● EXERCISE PROMPT
Report each line of the data below that contains the string "face".
□ □ □ □ □
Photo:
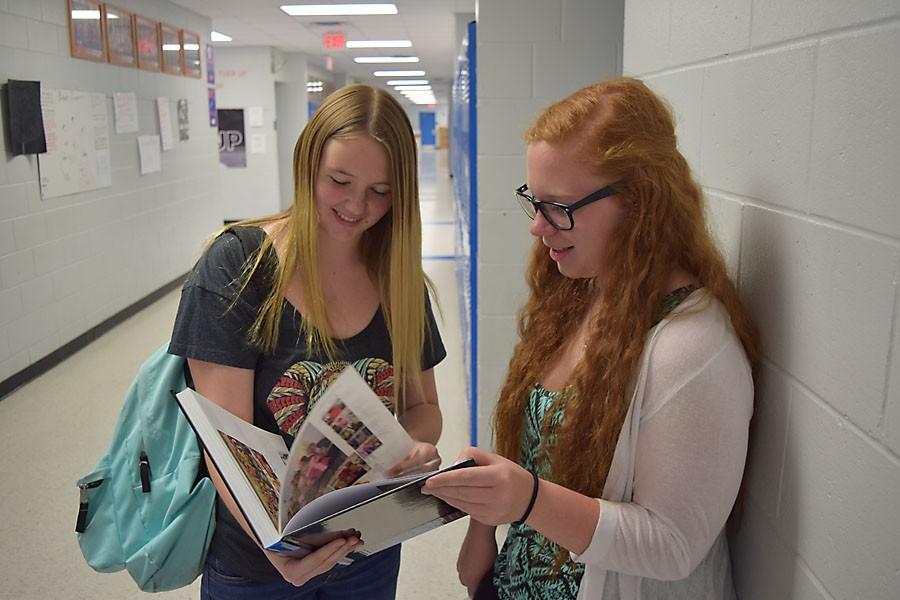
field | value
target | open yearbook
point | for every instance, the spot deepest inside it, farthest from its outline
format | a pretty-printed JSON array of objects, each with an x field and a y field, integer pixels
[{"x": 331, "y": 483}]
□ □ □ □ □
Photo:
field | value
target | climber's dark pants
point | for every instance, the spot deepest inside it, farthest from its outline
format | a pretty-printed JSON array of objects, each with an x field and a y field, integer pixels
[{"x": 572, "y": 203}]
□ □ □ □ □
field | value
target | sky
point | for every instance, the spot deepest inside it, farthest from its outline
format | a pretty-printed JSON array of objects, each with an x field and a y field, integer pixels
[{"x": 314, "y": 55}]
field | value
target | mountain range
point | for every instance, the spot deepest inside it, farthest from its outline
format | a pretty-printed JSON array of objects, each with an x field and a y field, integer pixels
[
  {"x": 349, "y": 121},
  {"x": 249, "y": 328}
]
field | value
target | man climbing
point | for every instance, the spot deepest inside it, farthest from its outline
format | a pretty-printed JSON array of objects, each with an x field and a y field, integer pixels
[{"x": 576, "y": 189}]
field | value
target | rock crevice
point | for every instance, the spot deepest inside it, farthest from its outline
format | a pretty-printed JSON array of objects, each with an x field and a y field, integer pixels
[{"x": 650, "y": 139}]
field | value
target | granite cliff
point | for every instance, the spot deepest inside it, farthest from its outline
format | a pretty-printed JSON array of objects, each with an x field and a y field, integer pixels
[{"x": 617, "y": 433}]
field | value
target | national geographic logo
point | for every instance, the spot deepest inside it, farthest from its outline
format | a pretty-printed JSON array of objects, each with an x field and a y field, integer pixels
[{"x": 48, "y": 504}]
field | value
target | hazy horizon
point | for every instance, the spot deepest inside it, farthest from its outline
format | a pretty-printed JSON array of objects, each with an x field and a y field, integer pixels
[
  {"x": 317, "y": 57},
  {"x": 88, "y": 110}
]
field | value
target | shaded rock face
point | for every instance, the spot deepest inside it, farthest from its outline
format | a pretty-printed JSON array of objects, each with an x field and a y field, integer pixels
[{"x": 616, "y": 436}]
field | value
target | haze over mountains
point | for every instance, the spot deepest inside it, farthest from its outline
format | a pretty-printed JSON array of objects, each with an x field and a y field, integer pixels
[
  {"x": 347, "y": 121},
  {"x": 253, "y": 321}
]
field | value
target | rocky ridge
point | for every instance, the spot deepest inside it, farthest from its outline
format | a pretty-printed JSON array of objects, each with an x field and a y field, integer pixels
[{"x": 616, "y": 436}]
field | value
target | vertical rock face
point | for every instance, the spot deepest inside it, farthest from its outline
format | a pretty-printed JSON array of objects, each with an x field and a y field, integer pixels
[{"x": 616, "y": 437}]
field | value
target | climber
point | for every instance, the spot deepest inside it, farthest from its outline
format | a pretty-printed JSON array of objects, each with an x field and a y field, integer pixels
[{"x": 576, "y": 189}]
□ □ □ □ □
● FINISHED ANSWER
target | shaded rock face
target | vertical rock face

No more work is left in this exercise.